▶ [WHAT IS BEING ASKED]
Reproduce every line of all the entries below word for word, omitting the pictures.

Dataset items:
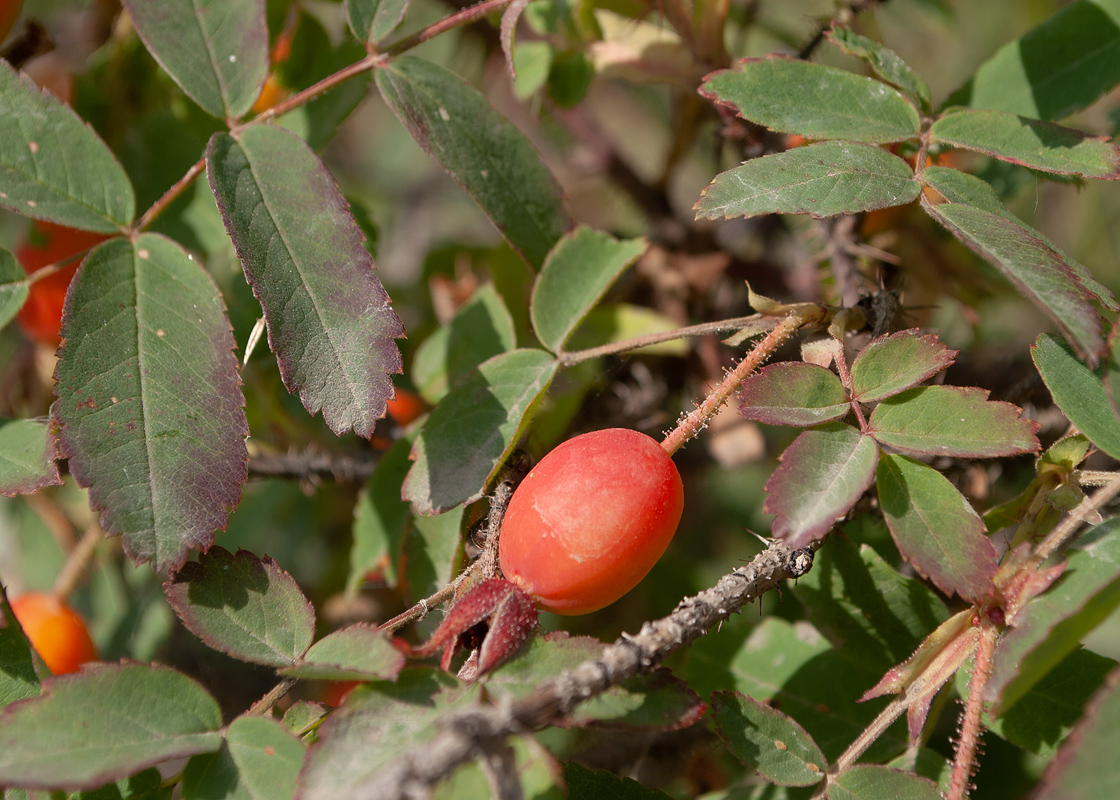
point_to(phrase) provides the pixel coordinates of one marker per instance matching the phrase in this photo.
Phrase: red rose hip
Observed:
(590, 520)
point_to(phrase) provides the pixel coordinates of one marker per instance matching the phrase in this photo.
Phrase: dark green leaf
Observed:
(823, 179)
(149, 407)
(935, 529)
(1038, 270)
(217, 50)
(1029, 142)
(244, 606)
(328, 317)
(1053, 624)
(27, 457)
(822, 475)
(1078, 392)
(372, 20)
(813, 100)
(884, 61)
(766, 740)
(479, 329)
(485, 154)
(357, 652)
(895, 362)
(468, 436)
(104, 723)
(53, 166)
(576, 275)
(952, 421)
(793, 393)
(1064, 64)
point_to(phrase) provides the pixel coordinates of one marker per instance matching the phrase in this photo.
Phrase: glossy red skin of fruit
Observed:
(55, 630)
(590, 520)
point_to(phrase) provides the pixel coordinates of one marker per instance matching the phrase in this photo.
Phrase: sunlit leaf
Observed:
(952, 421)
(104, 723)
(328, 318)
(823, 179)
(813, 100)
(53, 166)
(149, 407)
(822, 475)
(217, 50)
(934, 528)
(244, 606)
(468, 436)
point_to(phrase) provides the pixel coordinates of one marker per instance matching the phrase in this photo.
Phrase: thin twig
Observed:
(466, 735)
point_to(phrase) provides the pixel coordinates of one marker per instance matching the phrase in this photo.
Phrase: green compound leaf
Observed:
(244, 606)
(27, 457)
(357, 652)
(812, 100)
(1079, 392)
(260, 760)
(1029, 142)
(468, 436)
(766, 740)
(823, 179)
(482, 328)
(217, 50)
(793, 393)
(934, 528)
(576, 275)
(53, 166)
(149, 408)
(1037, 269)
(896, 362)
(822, 475)
(105, 723)
(372, 20)
(485, 154)
(952, 421)
(886, 63)
(328, 317)
(1062, 65)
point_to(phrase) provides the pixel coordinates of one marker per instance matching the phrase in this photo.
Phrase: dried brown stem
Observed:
(466, 735)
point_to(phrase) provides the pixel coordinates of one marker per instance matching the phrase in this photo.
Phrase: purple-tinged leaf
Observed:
(260, 760)
(766, 740)
(485, 154)
(1080, 393)
(935, 529)
(952, 421)
(1086, 766)
(875, 782)
(1041, 271)
(793, 393)
(813, 100)
(1029, 142)
(468, 436)
(328, 318)
(357, 652)
(372, 20)
(104, 723)
(896, 362)
(244, 606)
(217, 50)
(53, 166)
(1051, 626)
(823, 179)
(27, 457)
(379, 724)
(149, 408)
(821, 476)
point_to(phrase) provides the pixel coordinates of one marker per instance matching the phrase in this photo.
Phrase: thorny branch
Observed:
(466, 735)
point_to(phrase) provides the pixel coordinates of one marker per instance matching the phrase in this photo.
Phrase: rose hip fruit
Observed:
(590, 520)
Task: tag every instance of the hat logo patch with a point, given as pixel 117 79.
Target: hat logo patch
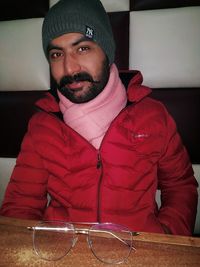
pixel 89 32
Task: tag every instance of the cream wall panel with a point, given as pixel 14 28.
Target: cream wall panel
pixel 22 61
pixel 165 45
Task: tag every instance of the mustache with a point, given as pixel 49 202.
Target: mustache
pixel 79 77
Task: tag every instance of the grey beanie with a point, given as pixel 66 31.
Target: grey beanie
pixel 83 16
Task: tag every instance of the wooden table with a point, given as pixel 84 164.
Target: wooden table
pixel 152 249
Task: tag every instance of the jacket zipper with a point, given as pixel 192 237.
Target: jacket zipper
pixel 99 167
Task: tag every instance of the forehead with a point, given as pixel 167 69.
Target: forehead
pixel 70 39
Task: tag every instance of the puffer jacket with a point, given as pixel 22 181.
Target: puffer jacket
pixel 140 153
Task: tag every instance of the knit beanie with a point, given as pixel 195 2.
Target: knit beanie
pixel 81 16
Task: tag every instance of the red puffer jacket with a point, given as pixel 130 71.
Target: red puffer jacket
pixel 140 152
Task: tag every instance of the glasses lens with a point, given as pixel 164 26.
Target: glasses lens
pixel 110 243
pixel 53 240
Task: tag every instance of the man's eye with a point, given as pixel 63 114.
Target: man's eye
pixel 55 55
pixel 83 48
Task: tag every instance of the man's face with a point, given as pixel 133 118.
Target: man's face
pixel 79 67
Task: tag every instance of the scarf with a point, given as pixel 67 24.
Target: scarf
pixel 92 119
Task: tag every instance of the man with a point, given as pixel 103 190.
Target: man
pixel 104 159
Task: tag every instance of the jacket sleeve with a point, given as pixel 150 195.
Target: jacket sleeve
pixel 26 194
pixel 177 184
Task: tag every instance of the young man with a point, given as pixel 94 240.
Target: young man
pixel 103 160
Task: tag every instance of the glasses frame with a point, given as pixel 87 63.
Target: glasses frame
pixel 84 231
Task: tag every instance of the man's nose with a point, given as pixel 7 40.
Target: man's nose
pixel 71 65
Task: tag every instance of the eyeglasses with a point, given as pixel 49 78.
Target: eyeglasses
pixel 110 243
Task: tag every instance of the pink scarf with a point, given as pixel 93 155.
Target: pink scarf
pixel 92 119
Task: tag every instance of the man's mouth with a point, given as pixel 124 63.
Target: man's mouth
pixel 76 85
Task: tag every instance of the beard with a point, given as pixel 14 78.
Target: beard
pixel 93 90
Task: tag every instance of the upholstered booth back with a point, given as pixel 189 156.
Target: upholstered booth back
pixel 160 38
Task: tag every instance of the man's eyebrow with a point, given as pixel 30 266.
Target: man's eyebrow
pixel 77 42
pixel 82 39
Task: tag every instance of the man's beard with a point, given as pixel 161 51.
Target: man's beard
pixel 92 91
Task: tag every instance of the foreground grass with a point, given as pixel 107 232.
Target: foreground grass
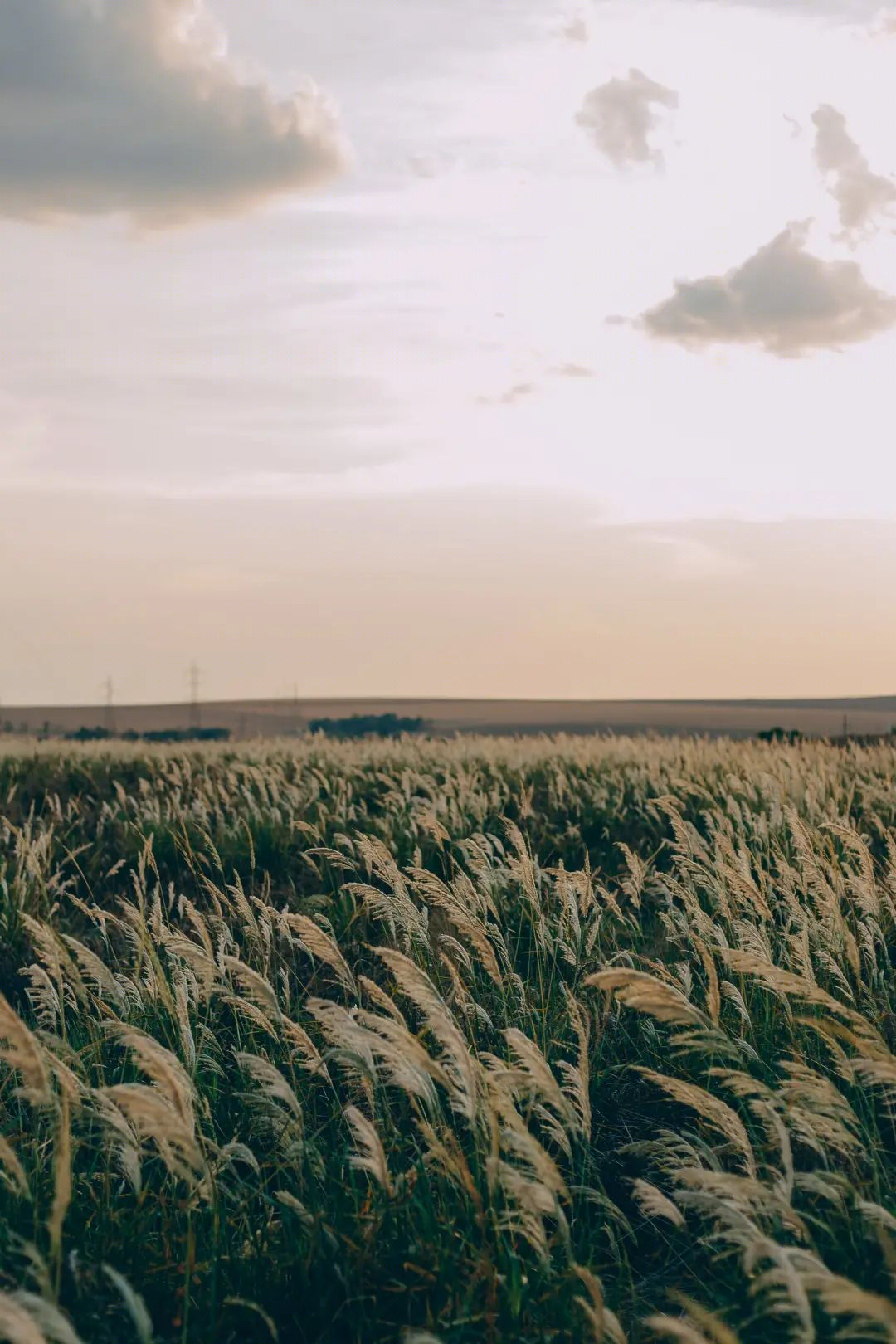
pixel 485 1040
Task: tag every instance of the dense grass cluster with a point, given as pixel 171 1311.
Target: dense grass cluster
pixel 483 1040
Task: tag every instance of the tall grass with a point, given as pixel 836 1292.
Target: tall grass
pixel 477 1040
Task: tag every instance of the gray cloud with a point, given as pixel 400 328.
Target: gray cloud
pixel 782 299
pixel 132 105
pixel 620 117
pixel 860 194
pixel 577 28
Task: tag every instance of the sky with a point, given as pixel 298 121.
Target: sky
pixel 446 347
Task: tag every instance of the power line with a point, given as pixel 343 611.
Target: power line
pixel 109 717
pixel 195 711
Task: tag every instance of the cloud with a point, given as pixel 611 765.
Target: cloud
pixel 132 105
pixel 860 194
pixel 620 117
pixel 572 370
pixel 577 28
pixel 509 397
pixel 782 299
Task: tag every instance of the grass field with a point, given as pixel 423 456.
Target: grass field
pixel 483 1040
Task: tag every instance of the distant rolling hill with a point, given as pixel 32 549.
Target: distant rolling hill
pixel 271 718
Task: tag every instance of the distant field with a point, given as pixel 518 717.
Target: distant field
pixel 275 718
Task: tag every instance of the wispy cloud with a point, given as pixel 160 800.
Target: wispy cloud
pixel 782 299
pixel 860 194
pixel 620 117
pixel 132 105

▶ [SOLUTION FOR THIS PROBLEM]
point_to(phrase) provides the pixel coordinates of one marker per instance matching the phrase in this photo.
Phrase: red rose hip
Observed:
(590, 520)
point_to(phrase) provides the pixel coordinates of one marker per instance matching the phrase in this photo.
Phrase: dark green leaf
Observed:
(823, 179)
(149, 407)
(935, 529)
(1038, 270)
(217, 50)
(1029, 142)
(244, 606)
(328, 317)
(1053, 624)
(27, 457)
(822, 475)
(1078, 392)
(372, 20)
(813, 100)
(884, 61)
(766, 740)
(479, 329)
(485, 154)
(357, 652)
(895, 362)
(468, 436)
(104, 723)
(53, 166)
(576, 275)
(952, 421)
(793, 393)
(1064, 64)
point_to(phrase) provides the pixel coordinates of one marker per instance matching the phrase in this photo.
Phrase: glossy red skin of fruit
Observed:
(55, 630)
(590, 520)
point_to(phrase) provides the pixel coordinates of one marker per instance matching the phrase in this photo.
Phrase: sunlit leaf
Observed:
(952, 421)
(104, 723)
(328, 318)
(823, 179)
(813, 100)
(53, 166)
(149, 407)
(822, 475)
(217, 50)
(934, 528)
(244, 606)
(468, 436)
point_to(phrase) provides the pixel coordinates of one marker per instance matching the phrase in this photo.
Phrase: thin twig
Observed:
(466, 735)
point_to(phrase) provides the pixel coordinates of one marker per instance matching the phrase in this photo.
Phrase: green compound leaf
Observed:
(244, 606)
(27, 457)
(357, 652)
(812, 100)
(1079, 392)
(260, 760)
(1029, 142)
(468, 436)
(766, 740)
(823, 179)
(482, 328)
(217, 50)
(793, 393)
(934, 528)
(576, 275)
(53, 166)
(149, 408)
(1037, 269)
(896, 362)
(822, 475)
(105, 723)
(372, 20)
(485, 154)
(952, 421)
(886, 63)
(328, 317)
(1062, 65)
point_to(phrase) provides the pixel coordinates of one marker per instance matching the phrase in this photo.
Phrase: dried brown stem
Observed:
(466, 735)
point_to(phrase) provides the pixel coordinates of one marker per instance matching the phrase in this photo.
Phrase: purple-tinged leaf
Observed:
(260, 760)
(766, 740)
(485, 154)
(1080, 393)
(935, 529)
(952, 421)
(1086, 766)
(875, 782)
(1041, 271)
(793, 393)
(813, 100)
(1029, 142)
(468, 436)
(328, 318)
(357, 652)
(372, 20)
(104, 723)
(896, 362)
(244, 606)
(217, 50)
(53, 166)
(1051, 626)
(823, 179)
(27, 457)
(379, 724)
(149, 408)
(821, 476)
point_to(phrase) provides the pixel coordinates of one marker per instance matching the phrase in this photo.
Phrase: thorny branch
Observed:
(466, 735)
point_to(phrase) provides the pixel coordinates of one marker per instance matching the phrase in this photo.
Phrase: rose hip fruit
Observed:
(590, 520)
Task: tag every instance of the hat logo patch with a point, given as pixel 117 79.
Target: hat logo patch
pixel 89 32
Task: tag every instance of the cream wall panel with a point, given as pixel 14 28.
Target: cream wall panel
pixel 22 61
pixel 165 45
Task: tag every instance of the mustache with a point, given as pixel 49 202.
Target: mustache
pixel 79 77
Task: tag every instance of the grey beanie with a point, given as pixel 66 31.
Target: grey beanie
pixel 83 16
Task: tag every instance of the wooden table with a point, given as pixel 84 164.
Target: wooden table
pixel 152 249
Task: tag every instance of the jacket zipper with a point, given as pixel 192 237.
Target: jacket zipper
pixel 99 167
Task: tag every instance of the forehead with a point, given as pixel 167 69.
Target: forehead
pixel 70 39
Task: tag every instance of the puffer jacket with a point, given as pixel 22 181.
Target: puffer jacket
pixel 140 153
Task: tag every instance of the knit beanie with a point, given as pixel 195 2.
Target: knit beanie
pixel 81 16
Task: tag every instance of the red puffer jacket with a point, given as pixel 130 71.
Target: red puffer jacket
pixel 140 152
Task: tag every instance of the glasses lens with a point, given as pixel 164 26.
Target: glasses lens
pixel 110 243
pixel 53 240
Task: tag every instance of the man's eye with a point, given as pixel 63 114.
Target: man's eye
pixel 55 55
pixel 83 48
Task: tag every instance of the man's face with a point, given as pixel 133 118.
Target: man's face
pixel 79 67
Task: tag every instance of the scarf with a point, given as pixel 67 24.
Target: scarf
pixel 92 119
Task: tag every instance of the man with a point, given as pixel 103 190.
Target: man
pixel 104 159
Task: tag every instance of the jacket sleeve with a point, given as pixel 150 195.
Target: jacket sleeve
pixel 26 194
pixel 177 184
Task: tag every instance of the young man with a point, given as pixel 94 240.
Target: young man
pixel 103 160
Task: tag every instance of the glasses frame with a point, given as pixel 87 63.
Target: glasses frame
pixel 84 231
Task: tag every instance of the man's nose with a point, given as pixel 7 40.
Target: man's nose
pixel 71 65
Task: tag every instance of the eyeglasses with a point, given as pixel 49 78.
Target: eyeglasses
pixel 110 243
Task: tag every instance of the pink scarf with a point, given as pixel 93 155.
Target: pink scarf
pixel 92 119
Task: tag every instance of the man's mouth with a point, given as pixel 124 63.
Target: man's mouth
pixel 76 85
Task: tag every instance of the beard with a point, given as pixel 14 78.
Target: beard
pixel 93 90
Task: tag every instance of the upholstered booth back with a point, given as pixel 189 156.
Target: upholstered booth back
pixel 160 38
Task: tag every instance of the man's eyebrow with a point, given as pixel 30 266.
Target: man's eyebrow
pixel 77 42
pixel 82 39
Task: tag every instance of the man's beard with a point, given as pixel 161 51.
Target: man's beard
pixel 92 91
Task: tag every instance of the foreground grass with a point, given as pixel 107 232.
Target: foreground grass
pixel 485 1040
Task: tag every instance of the dense grass cluster with a point, given as pixel 171 1311.
Target: dense grass cluster
pixel 483 1040
Task: tag every instance of the tall grass with a point, given as pixel 836 1292.
Target: tall grass
pixel 477 1040
Task: tag every instance of the gray cloud with a point, given as pixel 400 328.
Target: gray cloud
pixel 782 299
pixel 132 105
pixel 620 117
pixel 860 194
pixel 577 28
Task: tag every instance of the sky with a point, given as pixel 298 121.
Target: sky
pixel 446 347
Task: tag every instance of the power line with a point, given as pixel 343 611.
Target: power line
pixel 109 717
pixel 195 711
Task: tag every instance of the cloud with a point, given as pixel 611 765.
Target: cloud
pixel 132 105
pixel 860 194
pixel 620 117
pixel 572 370
pixel 577 28
pixel 509 397
pixel 782 299
Task: tag every instance of the grass field with a point, given as pixel 423 456.
Target: grass field
pixel 483 1040
Task: tag every instance of the distant rolling hill with a point, given as pixel 32 549.
Target: distant rolling hill
pixel 271 718
Task: tag every instance of the distant field with a point, given as pixel 518 717.
Target: distant field
pixel 275 718
Task: tag every instance of the wispy cloud with a point, given as pixel 160 800.
Target: wispy cloud
pixel 782 299
pixel 860 194
pixel 620 117
pixel 132 105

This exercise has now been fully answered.